Repeat the data verbatim, images excluded.
━━━━━ Information provided
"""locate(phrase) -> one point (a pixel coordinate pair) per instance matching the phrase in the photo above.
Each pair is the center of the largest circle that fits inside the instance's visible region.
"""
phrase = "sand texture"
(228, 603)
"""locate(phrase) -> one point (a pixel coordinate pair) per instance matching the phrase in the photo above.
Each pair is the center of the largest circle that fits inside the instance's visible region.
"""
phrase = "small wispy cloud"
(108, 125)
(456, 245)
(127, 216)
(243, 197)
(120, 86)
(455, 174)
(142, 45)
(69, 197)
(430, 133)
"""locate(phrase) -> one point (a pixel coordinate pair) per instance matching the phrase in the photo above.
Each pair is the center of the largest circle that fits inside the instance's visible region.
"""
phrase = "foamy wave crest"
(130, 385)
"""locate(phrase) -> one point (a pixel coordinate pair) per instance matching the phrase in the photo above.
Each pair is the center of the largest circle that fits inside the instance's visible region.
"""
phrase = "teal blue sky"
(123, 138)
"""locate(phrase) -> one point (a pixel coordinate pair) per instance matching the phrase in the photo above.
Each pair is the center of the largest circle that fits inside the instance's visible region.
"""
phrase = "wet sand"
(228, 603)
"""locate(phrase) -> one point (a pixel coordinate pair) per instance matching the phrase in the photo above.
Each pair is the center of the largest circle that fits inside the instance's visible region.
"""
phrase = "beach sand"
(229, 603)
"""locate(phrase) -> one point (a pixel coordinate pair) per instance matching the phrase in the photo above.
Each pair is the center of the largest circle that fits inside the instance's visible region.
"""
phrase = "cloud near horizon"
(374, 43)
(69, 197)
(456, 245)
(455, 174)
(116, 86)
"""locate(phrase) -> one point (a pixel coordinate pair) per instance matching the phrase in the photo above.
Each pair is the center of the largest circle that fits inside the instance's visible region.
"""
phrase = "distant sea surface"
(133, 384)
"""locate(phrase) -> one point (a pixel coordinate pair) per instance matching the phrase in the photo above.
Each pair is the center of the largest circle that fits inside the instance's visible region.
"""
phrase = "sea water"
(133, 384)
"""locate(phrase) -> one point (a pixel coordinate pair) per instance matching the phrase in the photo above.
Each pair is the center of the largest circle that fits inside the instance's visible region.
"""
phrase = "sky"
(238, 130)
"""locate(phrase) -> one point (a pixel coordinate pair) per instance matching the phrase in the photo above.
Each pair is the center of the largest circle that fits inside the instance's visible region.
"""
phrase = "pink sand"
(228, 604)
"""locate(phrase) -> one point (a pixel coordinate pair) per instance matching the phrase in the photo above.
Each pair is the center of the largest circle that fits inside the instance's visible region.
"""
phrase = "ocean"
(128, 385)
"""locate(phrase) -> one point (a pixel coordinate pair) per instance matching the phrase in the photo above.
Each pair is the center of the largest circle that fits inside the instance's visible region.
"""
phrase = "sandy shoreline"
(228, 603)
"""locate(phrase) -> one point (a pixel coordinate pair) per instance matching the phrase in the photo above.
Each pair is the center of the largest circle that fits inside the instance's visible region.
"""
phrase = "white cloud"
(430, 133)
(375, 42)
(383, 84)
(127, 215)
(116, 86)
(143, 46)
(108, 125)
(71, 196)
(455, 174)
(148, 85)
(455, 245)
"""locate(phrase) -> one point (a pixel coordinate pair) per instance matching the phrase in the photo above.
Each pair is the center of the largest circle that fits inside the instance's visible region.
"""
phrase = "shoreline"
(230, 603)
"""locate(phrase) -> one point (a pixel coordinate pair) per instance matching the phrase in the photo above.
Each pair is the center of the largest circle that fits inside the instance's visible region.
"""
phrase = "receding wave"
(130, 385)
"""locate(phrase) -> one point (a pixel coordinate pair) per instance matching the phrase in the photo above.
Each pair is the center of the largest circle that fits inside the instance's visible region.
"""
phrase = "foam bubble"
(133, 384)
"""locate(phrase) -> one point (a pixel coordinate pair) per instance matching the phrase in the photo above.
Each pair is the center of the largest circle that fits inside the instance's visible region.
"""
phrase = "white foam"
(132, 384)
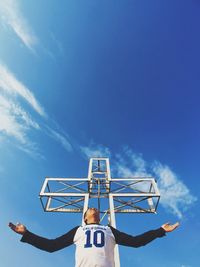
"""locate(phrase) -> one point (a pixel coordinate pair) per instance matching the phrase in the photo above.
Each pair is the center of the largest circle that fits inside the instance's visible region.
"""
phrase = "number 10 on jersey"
(96, 238)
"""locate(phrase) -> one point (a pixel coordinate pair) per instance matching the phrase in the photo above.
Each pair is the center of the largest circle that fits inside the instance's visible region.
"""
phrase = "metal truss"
(110, 195)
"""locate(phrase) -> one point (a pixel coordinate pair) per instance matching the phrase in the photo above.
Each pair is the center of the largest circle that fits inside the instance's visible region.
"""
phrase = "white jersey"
(94, 246)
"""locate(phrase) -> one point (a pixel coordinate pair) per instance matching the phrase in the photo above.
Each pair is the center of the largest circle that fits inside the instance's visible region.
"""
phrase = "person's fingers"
(176, 225)
(12, 226)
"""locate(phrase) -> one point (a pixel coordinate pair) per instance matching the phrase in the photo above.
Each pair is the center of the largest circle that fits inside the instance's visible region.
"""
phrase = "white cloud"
(14, 121)
(94, 150)
(175, 195)
(12, 16)
(61, 138)
(11, 85)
━━━━━━━━━━
- _Written answer_
"""locate(phrase) -> one point (a pixel coordinate pair) per instance matching the phrase in the photo above.
Each pair is the center of the largest circle that fits inside the instance's visible region.
"""
phrase = "sand texture"
(228, 603)
"""locate(phrase) -> one point (a pixel coordinate pair) per instance matching the phrase in the photo above.
Each pair is the center of the largest circle that fits inside the instance's visible region.
"""
phrase = "small wispy cloud"
(108, 125)
(456, 245)
(127, 216)
(243, 197)
(120, 86)
(455, 174)
(142, 45)
(69, 197)
(430, 133)
"""locate(phrase) -> one point (a pixel coordinate pair) per instance matching the phrase in the photo above.
Each pair is the center of the largest circle that fits inside the instance's visible region.
"""
phrase = "foamy wave crest"
(130, 385)
"""locate(phrase) -> one point (a pixel coordinate pair) per instance matching the phrase in the photo above.
Each pair is the center of the largest circle that fits inside the instance's visible region.
"""
phrase = "teal blue sky"
(123, 138)
"""locate(phrase) -> one point (a pixel coordinate pair) per instance matching the phrase in the photo above.
Each pair is the center of the largest circle that fits inside the instance's visible region.
"""
phrase = "wet sand"
(228, 603)
"""locate(phrase) -> one point (a pixel coordinate pair) per instance matching the phrase in the photo above.
Each pair is the center of the largest circle that fits inside the instance's visible region.
"""
phrase = "beach sand"
(229, 603)
"""locate(phrase) -> one point (a pixel coordinate pair) per instance matching the phrase in the photo above.
Each pair is the center of the largest circle that fits inside the instance's visible region.
"""
phrase = "cloud near horizon"
(374, 43)
(69, 197)
(456, 245)
(455, 174)
(116, 86)
"""locate(phrase) -> one point (a pixel coordinate pair) per instance matching the phrase in the photo above.
Each pair is the center of the largest circle that fits inside the instance's visible region.
"""
phrase = "distant sea surface"
(133, 384)
"""locate(phrase) -> one point (a pixel coordinate pair) per instance matching the phrase in the photo above.
Each pair is the center of the largest circle that fits inside the instance's visible region.
"""
phrase = "sea water"
(133, 384)
"""locate(phrase) -> one point (a pixel coordinate pair) per instance matching the phrase in the photo above.
Each pair is the center of the largest circle that fits inside the instance's visible region.
"""
phrase = "sky"
(238, 130)
"""locate(phrase) -> one point (a pixel coordinate pair) per instance matching the phrase in the photo above.
Each pair is the center of the largest circle that fits inside the instance's visible region.
"""
phrase = "pink sand"
(228, 604)
"""locate(phrase) -> one point (a pixel coordinate pair) per instance matching the phrase in the photo above.
Each pair is the center of the largest circle that fits inside the instance's visible region.
"""
phrase = "ocean"
(128, 385)
"""locate(phrase) -> one point (a pixel coordinate pair) per instance matching the phrase in the photo above.
Each pair is the center of the largest circle that fits inside the instance's visible region.
"""
phrase = "sandy shoreline"
(228, 603)
"""locate(phrase) -> one point (a pixel coordinate pair) per instance matching the phrase in the photo above.
Each pair is the center of the largest circle that fits inside the instance's visible region.
"""
phrase = "white cloud"
(430, 133)
(375, 42)
(383, 84)
(127, 215)
(116, 86)
(143, 46)
(108, 125)
(71, 196)
(455, 174)
(148, 85)
(455, 245)
"""locate(phrase) -> one point (a pixel coordinate pair) per instance matching the phrase in the photo above.
Each pair is the center of the largest circle that fits inside the instance's visible region.
"""
phrase = "shoreline"
(230, 603)
"""locate(phrase) -> one point (a pixel coordinate pair) per instance matching the phrase in the photo above.
Each pair is the center of the largest circle that fits inside the instance's visible region.
"""
phrase = "receding wave"
(130, 385)
"""locate(phrase) -> one point (a pixel coordinate pair) per instance matching the phrase in the photo above.
Each pair is the center of the largest circle that fits inside the instance's visible region.
"""
phrase = "foam bubble"
(133, 384)
"""locate(phrase) -> one point (a pixel coordinate pair) per instance matching the phrase in the photo above.
Each pair is the center of the largest circle that fits inside the instance's visible region.
"""
phrase = "white foam"
(132, 384)
"""locate(phrase) -> one point (a pixel coordinate pair) per instance matching the phrase in the photo above.
Each pair is the center of the largest circle that fits inside the instance's visible region.
"""
phrase = "number 10 on jersey"
(96, 238)
"""locate(phrase) -> one point (a pixel coordinate pair) per instance matching the phrase in the photo above.
Each pair is the center of the largest circle that fits inside the instance's visible region.
"""
phrase = "metal truss"
(110, 195)
"""locate(phrase) -> one point (a pixel coordinate pair) per instance matching the phrase in the photo above.
Each pair is the center of the largest circle that fits inside the instance's visible region.
"""
phrase = "white jersey"
(94, 246)
"""locate(phrase) -> one point (a pixel coordinate pair) per instance matching the phrase in the photo above.
Each pair is the center of the largest circle that fits inside the instance's visible region.
"""
phrase = "person's fingers"
(176, 225)
(12, 226)
"""locate(phrase) -> one point (a pixel coordinate pair) per instance matching the phrase in the photo above.
Each pair is the center of the largest circle that fits inside the instance's visible region.
"""
phrase = "white cloud"
(14, 121)
(94, 150)
(175, 195)
(12, 16)
(61, 138)
(11, 85)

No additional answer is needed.